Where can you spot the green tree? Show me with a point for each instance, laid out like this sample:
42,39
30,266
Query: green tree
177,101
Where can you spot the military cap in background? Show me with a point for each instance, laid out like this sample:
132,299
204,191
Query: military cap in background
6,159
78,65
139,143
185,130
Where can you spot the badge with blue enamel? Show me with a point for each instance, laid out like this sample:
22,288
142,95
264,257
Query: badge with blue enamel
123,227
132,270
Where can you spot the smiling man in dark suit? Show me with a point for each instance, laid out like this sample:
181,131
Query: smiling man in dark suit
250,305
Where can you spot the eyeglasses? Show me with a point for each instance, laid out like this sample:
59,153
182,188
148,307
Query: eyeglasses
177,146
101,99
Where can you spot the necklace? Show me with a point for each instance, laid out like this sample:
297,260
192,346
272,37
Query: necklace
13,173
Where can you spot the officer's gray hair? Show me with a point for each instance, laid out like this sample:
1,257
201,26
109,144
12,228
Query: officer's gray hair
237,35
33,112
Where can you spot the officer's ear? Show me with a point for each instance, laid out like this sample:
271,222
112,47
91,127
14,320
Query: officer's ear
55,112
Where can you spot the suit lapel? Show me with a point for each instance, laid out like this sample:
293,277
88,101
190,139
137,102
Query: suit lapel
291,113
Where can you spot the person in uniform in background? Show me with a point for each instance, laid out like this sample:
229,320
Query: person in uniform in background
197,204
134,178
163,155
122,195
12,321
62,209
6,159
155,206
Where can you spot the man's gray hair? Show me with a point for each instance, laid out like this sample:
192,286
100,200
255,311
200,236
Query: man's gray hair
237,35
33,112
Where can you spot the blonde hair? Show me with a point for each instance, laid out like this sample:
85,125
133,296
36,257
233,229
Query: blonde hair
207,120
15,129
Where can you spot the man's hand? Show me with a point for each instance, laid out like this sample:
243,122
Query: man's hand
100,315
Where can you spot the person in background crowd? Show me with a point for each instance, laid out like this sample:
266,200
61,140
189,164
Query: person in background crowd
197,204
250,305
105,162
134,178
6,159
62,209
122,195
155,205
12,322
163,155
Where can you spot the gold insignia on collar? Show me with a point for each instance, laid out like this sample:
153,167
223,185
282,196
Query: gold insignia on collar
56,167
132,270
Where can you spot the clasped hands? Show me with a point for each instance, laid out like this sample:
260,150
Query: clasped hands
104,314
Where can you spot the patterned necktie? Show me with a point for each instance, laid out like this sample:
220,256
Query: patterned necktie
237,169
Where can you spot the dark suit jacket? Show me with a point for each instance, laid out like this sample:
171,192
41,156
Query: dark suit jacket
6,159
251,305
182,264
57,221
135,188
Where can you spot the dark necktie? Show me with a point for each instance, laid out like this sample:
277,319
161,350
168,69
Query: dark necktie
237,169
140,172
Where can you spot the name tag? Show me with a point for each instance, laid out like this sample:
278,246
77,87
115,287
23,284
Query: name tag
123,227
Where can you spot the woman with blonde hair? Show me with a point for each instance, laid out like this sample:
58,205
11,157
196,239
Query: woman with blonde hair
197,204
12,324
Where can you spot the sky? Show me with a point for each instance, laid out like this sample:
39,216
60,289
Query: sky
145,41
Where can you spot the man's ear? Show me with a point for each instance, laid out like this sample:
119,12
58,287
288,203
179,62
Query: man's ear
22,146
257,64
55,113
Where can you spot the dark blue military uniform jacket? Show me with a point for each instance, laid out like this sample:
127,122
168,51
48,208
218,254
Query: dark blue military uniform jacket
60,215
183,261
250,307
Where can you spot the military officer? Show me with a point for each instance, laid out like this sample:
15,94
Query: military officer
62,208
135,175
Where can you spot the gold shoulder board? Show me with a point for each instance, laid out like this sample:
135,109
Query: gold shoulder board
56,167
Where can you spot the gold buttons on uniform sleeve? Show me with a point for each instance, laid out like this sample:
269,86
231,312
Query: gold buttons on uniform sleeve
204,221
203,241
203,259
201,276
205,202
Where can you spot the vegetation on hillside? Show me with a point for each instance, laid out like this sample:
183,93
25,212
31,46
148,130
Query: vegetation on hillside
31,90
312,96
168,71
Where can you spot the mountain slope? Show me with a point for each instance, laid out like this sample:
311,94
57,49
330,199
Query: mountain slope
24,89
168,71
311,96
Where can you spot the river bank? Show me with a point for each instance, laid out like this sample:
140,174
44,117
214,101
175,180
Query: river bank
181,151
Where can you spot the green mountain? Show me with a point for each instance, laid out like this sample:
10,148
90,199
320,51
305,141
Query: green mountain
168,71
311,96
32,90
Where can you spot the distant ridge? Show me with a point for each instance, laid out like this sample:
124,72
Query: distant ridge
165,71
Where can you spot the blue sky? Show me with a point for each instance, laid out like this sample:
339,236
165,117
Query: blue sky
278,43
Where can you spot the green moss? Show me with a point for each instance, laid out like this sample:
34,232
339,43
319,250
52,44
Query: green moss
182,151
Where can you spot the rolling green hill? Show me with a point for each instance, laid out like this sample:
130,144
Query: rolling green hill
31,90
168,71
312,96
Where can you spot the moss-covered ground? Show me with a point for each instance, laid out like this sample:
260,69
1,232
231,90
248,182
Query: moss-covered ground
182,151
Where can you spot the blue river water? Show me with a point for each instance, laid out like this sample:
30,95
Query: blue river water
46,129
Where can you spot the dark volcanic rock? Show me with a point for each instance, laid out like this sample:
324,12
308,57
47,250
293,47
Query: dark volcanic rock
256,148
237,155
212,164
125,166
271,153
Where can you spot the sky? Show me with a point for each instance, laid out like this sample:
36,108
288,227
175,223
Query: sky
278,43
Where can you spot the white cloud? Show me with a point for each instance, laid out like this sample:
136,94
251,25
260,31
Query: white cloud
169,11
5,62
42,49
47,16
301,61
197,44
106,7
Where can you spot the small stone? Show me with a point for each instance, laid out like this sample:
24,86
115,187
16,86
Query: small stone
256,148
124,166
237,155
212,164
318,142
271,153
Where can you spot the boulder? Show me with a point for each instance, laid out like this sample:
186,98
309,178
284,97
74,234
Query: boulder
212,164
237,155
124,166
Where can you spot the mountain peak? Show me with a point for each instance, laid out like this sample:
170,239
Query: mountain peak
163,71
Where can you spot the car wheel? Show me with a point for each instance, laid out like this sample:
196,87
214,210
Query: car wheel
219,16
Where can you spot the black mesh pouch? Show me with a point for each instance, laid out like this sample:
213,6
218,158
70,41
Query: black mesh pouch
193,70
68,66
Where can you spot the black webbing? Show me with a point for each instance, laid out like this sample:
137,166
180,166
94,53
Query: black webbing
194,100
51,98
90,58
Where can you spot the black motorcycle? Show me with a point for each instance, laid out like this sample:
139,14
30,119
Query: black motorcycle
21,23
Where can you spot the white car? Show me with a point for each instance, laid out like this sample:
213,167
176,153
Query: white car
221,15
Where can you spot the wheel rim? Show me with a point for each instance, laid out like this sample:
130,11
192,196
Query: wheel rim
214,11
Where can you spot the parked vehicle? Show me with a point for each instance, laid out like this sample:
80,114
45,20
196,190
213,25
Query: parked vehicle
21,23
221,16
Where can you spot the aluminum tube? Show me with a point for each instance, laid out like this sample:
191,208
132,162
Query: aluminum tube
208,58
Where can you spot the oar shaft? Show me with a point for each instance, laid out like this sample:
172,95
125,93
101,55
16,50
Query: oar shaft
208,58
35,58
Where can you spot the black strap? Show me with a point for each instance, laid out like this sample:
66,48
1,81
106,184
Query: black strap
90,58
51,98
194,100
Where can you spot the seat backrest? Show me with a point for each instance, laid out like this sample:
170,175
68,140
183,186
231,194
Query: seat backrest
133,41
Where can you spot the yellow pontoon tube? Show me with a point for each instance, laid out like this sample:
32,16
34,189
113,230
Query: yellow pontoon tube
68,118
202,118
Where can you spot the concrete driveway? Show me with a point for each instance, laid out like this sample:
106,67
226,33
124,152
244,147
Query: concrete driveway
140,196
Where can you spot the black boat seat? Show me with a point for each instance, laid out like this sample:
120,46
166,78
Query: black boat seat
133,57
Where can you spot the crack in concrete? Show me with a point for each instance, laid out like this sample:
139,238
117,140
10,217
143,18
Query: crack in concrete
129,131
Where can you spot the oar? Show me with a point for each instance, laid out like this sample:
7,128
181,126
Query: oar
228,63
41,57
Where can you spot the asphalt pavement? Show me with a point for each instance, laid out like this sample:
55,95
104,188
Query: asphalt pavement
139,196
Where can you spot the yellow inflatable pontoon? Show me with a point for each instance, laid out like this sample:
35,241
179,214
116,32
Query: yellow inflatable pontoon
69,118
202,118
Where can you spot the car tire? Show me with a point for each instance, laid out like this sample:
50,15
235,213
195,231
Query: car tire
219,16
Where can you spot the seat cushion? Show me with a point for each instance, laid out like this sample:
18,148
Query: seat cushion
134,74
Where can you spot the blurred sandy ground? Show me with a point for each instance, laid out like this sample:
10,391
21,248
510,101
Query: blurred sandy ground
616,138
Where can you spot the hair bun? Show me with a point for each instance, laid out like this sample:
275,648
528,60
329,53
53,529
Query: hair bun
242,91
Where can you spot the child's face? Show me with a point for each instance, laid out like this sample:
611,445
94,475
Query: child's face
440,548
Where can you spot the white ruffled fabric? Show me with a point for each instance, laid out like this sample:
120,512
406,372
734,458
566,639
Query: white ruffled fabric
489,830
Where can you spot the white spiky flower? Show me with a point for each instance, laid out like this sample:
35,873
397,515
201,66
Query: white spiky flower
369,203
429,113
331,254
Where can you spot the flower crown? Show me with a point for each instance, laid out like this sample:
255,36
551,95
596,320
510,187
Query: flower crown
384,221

§ Exercise directions: Please copy the line that holds "Where can you spot the blurred" and each line under it through the last line above, exactly as they stand, adding nothing.

§ Reply:
Where can you spot the blurred sandy ground? Show me with a point for each instance, laid out like this sample:
10,391
21,248
510,101
Query: blurred sandy ground
616,138
Where can you spot the hair bun? Show me with a point for each instance, laid out like this sample:
275,648
528,60
329,53
53,529
Query: hair bun
242,91
Where can you spot the child's face? Show me with a point for each instance, laid out like this sample:
611,445
94,475
Query: child's face
440,548
Where can you spot the white ruffled fabric? Show me with a point for each instance, laid out like this sample:
120,512
406,372
734,458
566,639
Query: white ruffled fabric
489,830
Where can you spot the white spiky flower? Show me with a point for each instance, laid out like this sample:
35,873
397,515
201,66
Query: white spiky flower
369,203
429,113
331,254
Where can you spot the flower crown? Show me with a point for each instance, laid out like this sample:
255,36
551,95
596,320
510,187
Query: flower crown
384,221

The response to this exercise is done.